Reproduce the lines word for word, from the line with "Mark the oven" up to and including the line with "Mark the open", and leave the pictures out of your answer.

## begin Given data

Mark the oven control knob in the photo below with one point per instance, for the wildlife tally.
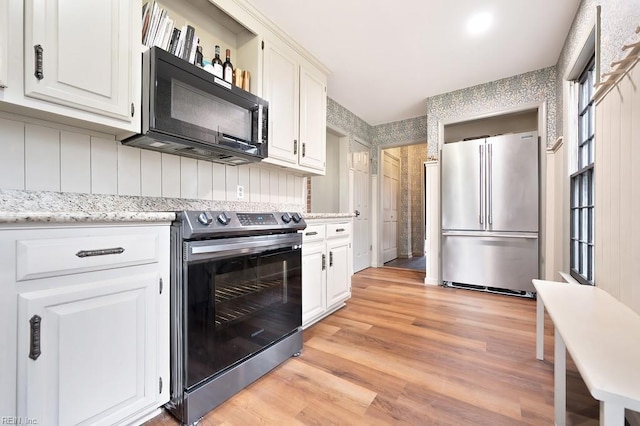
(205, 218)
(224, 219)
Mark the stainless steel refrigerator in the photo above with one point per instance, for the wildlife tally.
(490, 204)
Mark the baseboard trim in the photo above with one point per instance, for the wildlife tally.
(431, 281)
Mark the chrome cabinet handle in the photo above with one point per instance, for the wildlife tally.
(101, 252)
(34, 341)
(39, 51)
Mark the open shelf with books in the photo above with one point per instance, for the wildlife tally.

## end Given data
## begin Given data

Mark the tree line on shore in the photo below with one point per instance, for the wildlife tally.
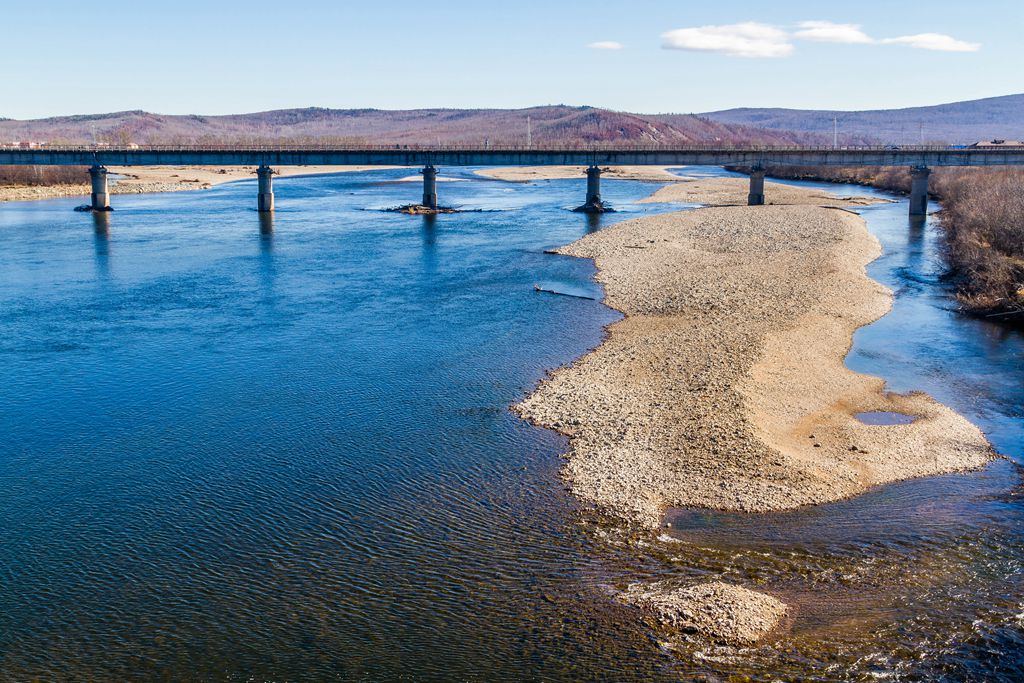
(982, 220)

## end Given data

▸ Exercise result:
Mark the oven control knob in the photo below with one point per instance, for the wildlife tally.
(205, 218)
(224, 219)
Mark the stainless steel refrigerator in the photo above with one point per instance, for the wildlife tally.
(490, 204)
Mark the baseboard trim in the photo above with one point per instance, for the wildlife tally.
(431, 281)
Mark the chrome cabinet handle in the photo above with one point per instance, for the wildlife tally.
(101, 252)
(34, 341)
(39, 51)
Mark the open shelf with books in the photo above with one point per instance, for the wildlife tally.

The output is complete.